Rewrite the stretch of the records from the line containing "For each instance of the valley" through the end of the records, both ends included, keeping the requests unchanged. Scale every point coordinate in the answers by 1.3 and round to whole numbers, with halves rounding up.

▶ _Records_
((

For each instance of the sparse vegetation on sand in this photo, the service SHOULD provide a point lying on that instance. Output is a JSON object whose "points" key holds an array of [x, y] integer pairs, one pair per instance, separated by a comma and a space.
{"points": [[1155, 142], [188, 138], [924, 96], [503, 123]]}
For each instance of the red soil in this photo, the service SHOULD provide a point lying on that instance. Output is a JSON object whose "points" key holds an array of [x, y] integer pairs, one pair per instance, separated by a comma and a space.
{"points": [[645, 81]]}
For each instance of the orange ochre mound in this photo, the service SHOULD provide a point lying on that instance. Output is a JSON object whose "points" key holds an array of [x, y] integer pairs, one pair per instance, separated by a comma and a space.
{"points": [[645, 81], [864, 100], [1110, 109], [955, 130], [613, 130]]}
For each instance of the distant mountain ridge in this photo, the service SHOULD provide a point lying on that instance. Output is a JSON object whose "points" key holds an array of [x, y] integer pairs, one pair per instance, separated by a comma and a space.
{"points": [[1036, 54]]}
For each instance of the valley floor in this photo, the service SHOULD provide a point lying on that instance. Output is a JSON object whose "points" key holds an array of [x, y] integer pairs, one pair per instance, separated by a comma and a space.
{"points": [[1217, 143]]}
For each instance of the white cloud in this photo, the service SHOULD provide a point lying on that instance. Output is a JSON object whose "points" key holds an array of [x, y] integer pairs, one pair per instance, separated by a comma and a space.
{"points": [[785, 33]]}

))

▶ _Exercise response_
For each instance of the valley floor in this photo, the service SHOULD provide a point lying on that instance. Output is a JSON object whose "points" key holds an array of [x, y] integer pairs, one pair per instance, separated by a comma and a space.
{"points": [[1582, 186]]}
For each instance of the white cloud in this photo, the service SHOULD provide a point lying on that instance. Output is a JSON object whose "points" key holds an array of [x, y] integer pairs, one pair per instance, separated by a comma and a space.
{"points": [[1021, 43]]}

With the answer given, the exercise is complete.